Data shown ::

• • • • •

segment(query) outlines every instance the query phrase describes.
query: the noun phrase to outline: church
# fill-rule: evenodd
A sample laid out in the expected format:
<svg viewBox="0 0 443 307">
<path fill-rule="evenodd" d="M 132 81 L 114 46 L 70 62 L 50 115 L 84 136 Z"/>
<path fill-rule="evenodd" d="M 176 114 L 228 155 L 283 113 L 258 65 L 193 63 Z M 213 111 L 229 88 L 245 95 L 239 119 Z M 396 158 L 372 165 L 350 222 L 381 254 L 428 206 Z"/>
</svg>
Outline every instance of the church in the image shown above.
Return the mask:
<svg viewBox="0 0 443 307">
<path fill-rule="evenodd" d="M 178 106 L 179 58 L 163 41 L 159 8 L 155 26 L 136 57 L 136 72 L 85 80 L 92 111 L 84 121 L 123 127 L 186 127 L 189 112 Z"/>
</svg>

• • • • •

Objective :: Reproduce the whole listing above line by line, requests included, and shift every number in the answer mask by 51: the viewBox values and each path coordinate.

Full response ::
segment(query) outlines every instance the query phrase describes.
query: the noun phrase to outline: church
# fill-rule: evenodd
A sample laid out in the expected format:
<svg viewBox="0 0 443 307">
<path fill-rule="evenodd" d="M 132 81 L 114 46 L 70 62 L 50 115 L 84 136 Z"/>
<path fill-rule="evenodd" d="M 176 114 L 228 155 L 283 113 L 258 65 L 193 63 Z M 213 111 L 229 88 L 245 95 L 239 119 Z M 396 158 L 372 165 L 350 222 L 381 254 L 428 206 Z"/>
</svg>
Outline every instance of the church in the image shown above.
Return the mask:
<svg viewBox="51 51 494 358">
<path fill-rule="evenodd" d="M 229 157 L 230 109 L 214 92 L 210 59 L 206 77 L 187 108 L 187 123 L 136 131 L 143 162 L 135 172 L 174 178 L 237 178 L 240 163 Z"/>
</svg>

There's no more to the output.